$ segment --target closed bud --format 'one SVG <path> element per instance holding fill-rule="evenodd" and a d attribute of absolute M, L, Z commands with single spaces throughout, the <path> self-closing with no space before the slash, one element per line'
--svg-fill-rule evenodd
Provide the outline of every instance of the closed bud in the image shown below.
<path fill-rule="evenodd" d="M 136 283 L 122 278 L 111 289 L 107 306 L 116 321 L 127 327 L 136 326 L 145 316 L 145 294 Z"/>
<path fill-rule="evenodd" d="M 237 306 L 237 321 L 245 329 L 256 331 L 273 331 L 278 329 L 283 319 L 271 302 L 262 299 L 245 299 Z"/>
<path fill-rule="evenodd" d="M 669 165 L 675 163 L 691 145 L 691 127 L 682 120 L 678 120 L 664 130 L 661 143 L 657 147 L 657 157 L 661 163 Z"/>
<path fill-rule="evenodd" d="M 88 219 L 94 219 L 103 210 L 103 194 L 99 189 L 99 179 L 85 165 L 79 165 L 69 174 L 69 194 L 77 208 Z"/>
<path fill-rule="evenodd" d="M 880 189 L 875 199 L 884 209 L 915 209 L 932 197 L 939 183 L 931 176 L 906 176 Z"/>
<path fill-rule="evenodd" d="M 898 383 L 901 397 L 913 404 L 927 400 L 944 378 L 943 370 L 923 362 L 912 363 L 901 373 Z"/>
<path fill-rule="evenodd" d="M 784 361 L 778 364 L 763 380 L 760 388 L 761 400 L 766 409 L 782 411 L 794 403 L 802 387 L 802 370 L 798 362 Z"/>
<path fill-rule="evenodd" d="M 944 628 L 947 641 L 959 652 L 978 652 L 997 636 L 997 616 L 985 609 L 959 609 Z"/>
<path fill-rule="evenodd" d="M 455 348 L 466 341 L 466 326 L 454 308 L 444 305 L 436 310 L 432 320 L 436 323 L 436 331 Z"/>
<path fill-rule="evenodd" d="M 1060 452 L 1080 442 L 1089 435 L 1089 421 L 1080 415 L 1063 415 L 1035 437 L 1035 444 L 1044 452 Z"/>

····················

#### [Objective]
Return every line of the data above verbatim, with no character altered, added, or dropped.

#### [Correct output]
$ segment --target closed bud --format 'one SVG <path> element per instance holding fill-rule="evenodd" and a d attribute of absolute M, L, Z commands with single spaces throughout, the <path> self-closing with no space before the slash, one element per line'
--svg-fill-rule evenodd
Provide the outline of every instance of the closed bud in the image shown below.
<path fill-rule="evenodd" d="M 136 283 L 122 278 L 111 289 L 107 306 L 116 321 L 127 327 L 136 326 L 145 316 L 145 294 Z"/>
<path fill-rule="evenodd" d="M 237 306 L 237 321 L 245 329 L 256 331 L 273 331 L 278 329 L 283 319 L 271 302 L 262 299 L 245 299 Z"/>
<path fill-rule="evenodd" d="M 669 165 L 675 163 L 691 145 L 691 127 L 682 120 L 678 120 L 664 130 L 661 143 L 657 147 L 657 157 L 661 163 Z"/>
<path fill-rule="evenodd" d="M 88 219 L 94 219 L 103 210 L 103 194 L 99 189 L 99 179 L 85 165 L 79 165 L 69 174 L 69 194 L 77 208 Z"/>
<path fill-rule="evenodd" d="M 880 189 L 875 199 L 884 209 L 915 209 L 932 197 L 939 183 L 931 176 L 906 176 Z"/>
<path fill-rule="evenodd" d="M 898 383 L 901 397 L 913 404 L 927 400 L 944 378 L 943 370 L 923 362 L 912 363 L 901 373 Z"/>
<path fill-rule="evenodd" d="M 784 361 L 778 364 L 763 380 L 760 388 L 761 400 L 766 409 L 782 411 L 794 403 L 802 387 L 802 370 L 798 362 Z"/>
<path fill-rule="evenodd" d="M 944 628 L 947 641 L 959 652 L 978 652 L 997 636 L 997 616 L 985 609 L 959 609 Z"/>
<path fill-rule="evenodd" d="M 455 348 L 466 341 L 466 326 L 454 308 L 444 305 L 436 310 L 432 320 L 436 323 L 436 331 Z"/>
<path fill-rule="evenodd" d="M 1060 452 L 1080 442 L 1089 435 L 1089 421 L 1080 415 L 1063 415 L 1035 437 L 1035 444 L 1044 452 Z"/>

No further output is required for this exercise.